**Your instructions:** Revise the listing below by replacing each occurrence of "Put down a dot" with "Place a mark" and leaving every other part unchanged.

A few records

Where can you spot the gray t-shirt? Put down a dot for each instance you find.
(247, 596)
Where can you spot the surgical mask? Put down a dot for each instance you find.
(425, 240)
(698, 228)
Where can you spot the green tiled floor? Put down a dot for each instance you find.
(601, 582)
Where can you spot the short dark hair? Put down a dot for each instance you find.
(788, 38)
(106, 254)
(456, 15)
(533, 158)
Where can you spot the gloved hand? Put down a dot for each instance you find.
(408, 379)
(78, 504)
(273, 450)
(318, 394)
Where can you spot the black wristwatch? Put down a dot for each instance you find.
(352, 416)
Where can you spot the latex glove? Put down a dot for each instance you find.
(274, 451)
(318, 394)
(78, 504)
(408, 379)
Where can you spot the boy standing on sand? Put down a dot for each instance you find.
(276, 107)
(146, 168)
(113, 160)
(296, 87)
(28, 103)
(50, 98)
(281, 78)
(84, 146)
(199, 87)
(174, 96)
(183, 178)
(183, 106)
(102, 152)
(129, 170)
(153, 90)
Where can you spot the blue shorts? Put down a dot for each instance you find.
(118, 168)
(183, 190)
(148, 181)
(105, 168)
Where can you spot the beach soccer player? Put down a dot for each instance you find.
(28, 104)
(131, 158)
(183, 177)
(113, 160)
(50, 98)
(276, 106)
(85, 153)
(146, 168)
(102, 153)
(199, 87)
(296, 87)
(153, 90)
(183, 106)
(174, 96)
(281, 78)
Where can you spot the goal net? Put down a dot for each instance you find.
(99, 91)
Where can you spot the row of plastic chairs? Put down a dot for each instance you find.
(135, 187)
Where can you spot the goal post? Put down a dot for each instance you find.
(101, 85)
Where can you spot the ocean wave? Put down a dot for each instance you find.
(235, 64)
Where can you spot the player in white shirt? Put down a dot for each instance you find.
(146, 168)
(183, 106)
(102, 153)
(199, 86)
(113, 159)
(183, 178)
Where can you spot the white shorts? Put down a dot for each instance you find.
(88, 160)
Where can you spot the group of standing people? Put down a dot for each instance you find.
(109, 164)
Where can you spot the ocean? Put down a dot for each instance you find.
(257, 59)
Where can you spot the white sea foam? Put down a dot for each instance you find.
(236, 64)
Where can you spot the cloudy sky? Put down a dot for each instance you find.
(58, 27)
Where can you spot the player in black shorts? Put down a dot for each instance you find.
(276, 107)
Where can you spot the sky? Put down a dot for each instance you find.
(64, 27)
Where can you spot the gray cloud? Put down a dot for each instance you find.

**Task result:**
Where can you spot the gray t-shirt? Place a mark for each instance you find.
(247, 596)
Where can you spot the surgical mask? Place a mark for each instance you find.
(425, 240)
(698, 228)
Where can you spot the green tiled floor? Place a mark for each instance you find.
(601, 582)
Where can you spot the short dark hair? Place a mark for each instance you find.
(788, 38)
(106, 254)
(456, 15)
(533, 158)
Where can you spot the gloved hand? Place a mark for each instance you find.
(408, 379)
(78, 504)
(273, 450)
(318, 394)
Where can you spot the black wristwatch? Place a mark for each instance you find.
(352, 416)
Where can you spot the latex glove? Place a mark for each instance you find.
(274, 451)
(318, 394)
(78, 504)
(408, 379)
Where can you spot the boy standing on sand? Place a mark for each instance you find.
(276, 107)
(146, 168)
(113, 160)
(296, 87)
(28, 103)
(50, 98)
(281, 78)
(84, 146)
(199, 87)
(174, 96)
(183, 178)
(183, 106)
(102, 152)
(129, 170)
(153, 90)
Where can you spot the blue shorts? Place a mark for each instance you find.
(118, 168)
(183, 190)
(148, 181)
(105, 168)
Where can you spot the beach soccer player? Place a mark for each instance you find.
(28, 104)
(131, 158)
(183, 177)
(113, 160)
(50, 98)
(276, 106)
(85, 153)
(146, 168)
(102, 153)
(199, 87)
(296, 87)
(153, 90)
(183, 106)
(174, 96)
(281, 78)
Where can you spot the goal net? Place a mark for each instance you find.
(99, 91)
Where can you spot the row of plastic chairs? Place a mark for each instance you find.
(135, 187)
Where can you spot the goal post? Place a mark for each instance you find.
(101, 85)
Where can you spot the ocean wave? Place a mark for each instance you find.
(235, 64)
Where can you spot the player in white shirt? Place a mark for each instance you find.
(146, 168)
(183, 106)
(102, 153)
(199, 86)
(113, 159)
(183, 178)
Where can you spot the white shorts? Place a mark for each instance you find.
(88, 160)
Where can you spot the group of standing people? Place a mark for each instance you find.
(109, 164)
Where can you spot the ocean? Place a mark for each instance you find.
(257, 59)
Where can you spot the white sea foam? Place a mark for each instance you find.
(236, 64)
Where can you spot the cloudy sky? Place a mark for each instance you find.
(58, 27)
Where can you spot the player in black shorts? Place a mark for each instance you find.
(276, 107)
Where can you spot the sky? Place a mark for each instance you find.
(64, 27)
Where can you spot the gray cloud? Place a mark for each instance you find.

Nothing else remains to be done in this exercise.